--- Task item ---
In this exercise, the data must be written out exactly.

───

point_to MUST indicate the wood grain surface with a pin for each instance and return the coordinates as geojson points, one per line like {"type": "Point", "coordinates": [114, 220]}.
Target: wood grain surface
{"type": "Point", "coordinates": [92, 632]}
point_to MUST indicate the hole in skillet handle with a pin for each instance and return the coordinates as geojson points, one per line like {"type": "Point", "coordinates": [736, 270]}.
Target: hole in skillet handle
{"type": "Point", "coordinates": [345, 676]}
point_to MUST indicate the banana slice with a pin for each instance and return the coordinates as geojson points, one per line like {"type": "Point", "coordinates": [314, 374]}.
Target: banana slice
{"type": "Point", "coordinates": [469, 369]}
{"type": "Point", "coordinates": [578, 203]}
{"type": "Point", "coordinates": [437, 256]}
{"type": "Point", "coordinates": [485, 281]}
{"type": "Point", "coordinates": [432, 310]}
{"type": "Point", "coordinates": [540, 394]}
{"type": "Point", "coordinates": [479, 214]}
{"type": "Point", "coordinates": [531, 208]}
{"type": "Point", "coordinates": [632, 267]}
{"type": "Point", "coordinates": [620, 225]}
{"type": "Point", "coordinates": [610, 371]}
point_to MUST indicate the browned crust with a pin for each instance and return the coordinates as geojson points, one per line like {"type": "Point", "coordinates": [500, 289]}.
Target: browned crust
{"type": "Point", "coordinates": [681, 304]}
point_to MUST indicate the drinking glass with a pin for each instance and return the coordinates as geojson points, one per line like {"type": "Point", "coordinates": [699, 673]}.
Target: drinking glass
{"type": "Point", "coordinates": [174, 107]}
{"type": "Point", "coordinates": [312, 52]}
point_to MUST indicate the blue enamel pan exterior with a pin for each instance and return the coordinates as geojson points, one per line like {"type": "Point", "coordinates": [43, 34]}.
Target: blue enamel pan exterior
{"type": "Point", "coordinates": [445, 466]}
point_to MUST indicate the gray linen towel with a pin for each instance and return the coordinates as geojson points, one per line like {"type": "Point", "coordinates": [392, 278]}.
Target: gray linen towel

───

--- Written response ---
point_to MUST indicate the wood grain surface with a pin for each instance and return the coordinates as geojson points, one per line like {"type": "Point", "coordinates": [114, 220]}.
Target: wood grain surface
{"type": "Point", "coordinates": [92, 632]}
point_to MUST indicate the hole in skillet handle with a pin for each instance and return the coordinates as geojson points, one per line like {"type": "Point", "coordinates": [736, 270]}.
Target: hole in skillet handle
{"type": "Point", "coordinates": [345, 676]}
point_to MUST indicate the banana slice with a pin for each instance and return the coordinates as geojson points, one per line like {"type": "Point", "coordinates": [314, 374]}.
Target: banana slice
{"type": "Point", "coordinates": [469, 369]}
{"type": "Point", "coordinates": [578, 203]}
{"type": "Point", "coordinates": [437, 256]}
{"type": "Point", "coordinates": [485, 281]}
{"type": "Point", "coordinates": [432, 310]}
{"type": "Point", "coordinates": [540, 394]}
{"type": "Point", "coordinates": [479, 214]}
{"type": "Point", "coordinates": [531, 208]}
{"type": "Point", "coordinates": [632, 267]}
{"type": "Point", "coordinates": [620, 225]}
{"type": "Point", "coordinates": [610, 371]}
point_to MUST indicate the browned crust with a pin for each instance and return the coordinates as geojson points, one per line like {"type": "Point", "coordinates": [500, 289]}.
Target: browned crust
{"type": "Point", "coordinates": [681, 304]}
point_to MUST indicate the drinking glass with a pin for each instance and return the coordinates as geojson points, one per line like {"type": "Point", "coordinates": [699, 673]}.
Target: drinking glass
{"type": "Point", "coordinates": [174, 107]}
{"type": "Point", "coordinates": [312, 52]}
point_to MUST indicate the blue enamel pan exterior with a pin for each instance and return the coordinates as geojson points, one per line like {"type": "Point", "coordinates": [43, 34]}.
Target: blue enamel pan exterior
{"type": "Point", "coordinates": [445, 466]}
point_to MUST indicate the gray linen towel with a pin for each instance and return the coordinates as geojson points, one per line like {"type": "Point", "coordinates": [392, 278]}.
Target: gray linen towel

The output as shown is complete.